─── Information supplied ───

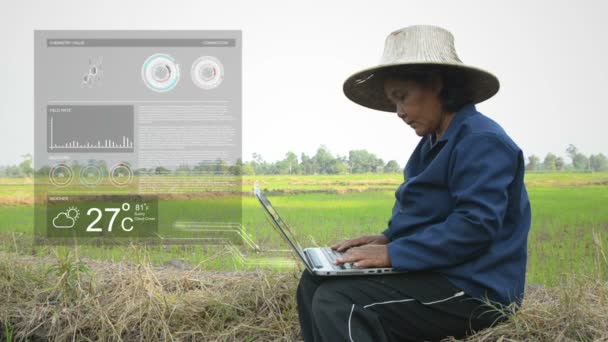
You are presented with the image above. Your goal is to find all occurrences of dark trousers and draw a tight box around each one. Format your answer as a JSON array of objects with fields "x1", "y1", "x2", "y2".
[{"x1": 297, "y1": 270, "x2": 504, "y2": 342}]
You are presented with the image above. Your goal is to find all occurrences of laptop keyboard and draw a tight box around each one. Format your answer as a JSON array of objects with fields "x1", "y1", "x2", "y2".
[{"x1": 321, "y1": 247, "x2": 355, "y2": 269}]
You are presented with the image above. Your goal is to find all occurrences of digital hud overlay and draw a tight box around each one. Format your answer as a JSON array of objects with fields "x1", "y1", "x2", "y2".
[{"x1": 34, "y1": 31, "x2": 244, "y2": 245}]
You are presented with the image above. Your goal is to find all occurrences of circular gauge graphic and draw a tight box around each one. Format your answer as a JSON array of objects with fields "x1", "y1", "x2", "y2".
[
  {"x1": 190, "y1": 56, "x2": 224, "y2": 89},
  {"x1": 110, "y1": 163, "x2": 133, "y2": 186},
  {"x1": 141, "y1": 53, "x2": 179, "y2": 93},
  {"x1": 80, "y1": 165, "x2": 103, "y2": 186},
  {"x1": 49, "y1": 164, "x2": 74, "y2": 186}
]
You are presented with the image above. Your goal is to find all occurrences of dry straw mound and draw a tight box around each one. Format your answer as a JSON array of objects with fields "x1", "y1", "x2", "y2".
[{"x1": 0, "y1": 253, "x2": 608, "y2": 341}]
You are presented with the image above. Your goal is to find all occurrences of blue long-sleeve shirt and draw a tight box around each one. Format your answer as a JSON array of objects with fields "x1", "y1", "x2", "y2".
[{"x1": 383, "y1": 105, "x2": 531, "y2": 305}]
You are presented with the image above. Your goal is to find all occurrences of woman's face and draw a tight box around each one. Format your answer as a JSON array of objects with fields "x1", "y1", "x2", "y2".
[{"x1": 384, "y1": 78, "x2": 444, "y2": 137}]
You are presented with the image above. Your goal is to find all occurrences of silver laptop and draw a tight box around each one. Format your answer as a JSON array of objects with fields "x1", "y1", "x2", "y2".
[{"x1": 254, "y1": 186, "x2": 401, "y2": 276}]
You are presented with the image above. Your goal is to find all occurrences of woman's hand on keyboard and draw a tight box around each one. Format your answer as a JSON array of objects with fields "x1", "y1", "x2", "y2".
[
  {"x1": 336, "y1": 244, "x2": 391, "y2": 267},
  {"x1": 331, "y1": 234, "x2": 389, "y2": 252}
]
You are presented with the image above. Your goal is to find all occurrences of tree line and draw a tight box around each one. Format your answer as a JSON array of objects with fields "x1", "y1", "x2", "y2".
[
  {"x1": 526, "y1": 144, "x2": 608, "y2": 172},
  {"x1": 0, "y1": 144, "x2": 608, "y2": 177}
]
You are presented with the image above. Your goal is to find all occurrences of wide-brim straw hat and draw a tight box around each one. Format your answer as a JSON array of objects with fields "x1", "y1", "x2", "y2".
[{"x1": 343, "y1": 25, "x2": 500, "y2": 113}]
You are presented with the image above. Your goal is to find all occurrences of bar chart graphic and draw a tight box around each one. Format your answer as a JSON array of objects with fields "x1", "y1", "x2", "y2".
[{"x1": 47, "y1": 105, "x2": 134, "y2": 153}]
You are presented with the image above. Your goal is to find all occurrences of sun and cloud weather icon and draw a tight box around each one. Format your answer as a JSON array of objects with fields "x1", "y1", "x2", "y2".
[{"x1": 53, "y1": 207, "x2": 80, "y2": 228}]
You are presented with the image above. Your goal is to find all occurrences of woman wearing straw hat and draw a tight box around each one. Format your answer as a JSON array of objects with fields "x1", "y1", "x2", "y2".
[{"x1": 297, "y1": 25, "x2": 530, "y2": 341}]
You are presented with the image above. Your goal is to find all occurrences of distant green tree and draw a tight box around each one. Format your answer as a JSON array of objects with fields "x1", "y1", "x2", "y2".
[
  {"x1": 384, "y1": 160, "x2": 402, "y2": 173},
  {"x1": 300, "y1": 153, "x2": 315, "y2": 175},
  {"x1": 589, "y1": 153, "x2": 608, "y2": 172},
  {"x1": 555, "y1": 157, "x2": 566, "y2": 171},
  {"x1": 543, "y1": 152, "x2": 557, "y2": 171},
  {"x1": 572, "y1": 153, "x2": 589, "y2": 170},
  {"x1": 312, "y1": 145, "x2": 334, "y2": 174}
]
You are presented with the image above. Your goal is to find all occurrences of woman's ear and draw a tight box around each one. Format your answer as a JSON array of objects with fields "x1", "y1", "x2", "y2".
[{"x1": 431, "y1": 72, "x2": 443, "y2": 96}]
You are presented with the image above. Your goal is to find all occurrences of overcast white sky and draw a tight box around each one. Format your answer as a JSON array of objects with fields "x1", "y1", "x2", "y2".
[{"x1": 0, "y1": 0, "x2": 608, "y2": 166}]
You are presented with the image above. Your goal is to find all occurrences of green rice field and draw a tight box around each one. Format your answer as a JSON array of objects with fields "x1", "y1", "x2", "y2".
[{"x1": 0, "y1": 173, "x2": 608, "y2": 286}]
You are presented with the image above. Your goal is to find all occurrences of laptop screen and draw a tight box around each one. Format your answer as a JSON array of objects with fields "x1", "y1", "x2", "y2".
[{"x1": 253, "y1": 185, "x2": 311, "y2": 269}]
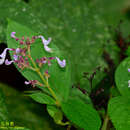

───

### Instructions for the task
Find every line in the listing above that contains the word "laptop", and copy each such line in full.

### Result of this task
You are presented with the image above. Your goal is to find all occurrences of laptop keyboard and draw a tight box around each one. Format your answer as a JSON array of objects with fields "x1", "y1", "x2", "y2".
You are presented with the image above. Your goal is to find all occurrences of silver laptop and draw a tight box around each one. Format your answer as a JSON array of objects with fields "x1", "y1", "x2", "y2".
You are presented with the image above. Your goal is to find all occurrences of laptop screen and draw a tight box around each one. Format your answer as a JSON array of objects with fields "x1", "y1", "x2", "y2".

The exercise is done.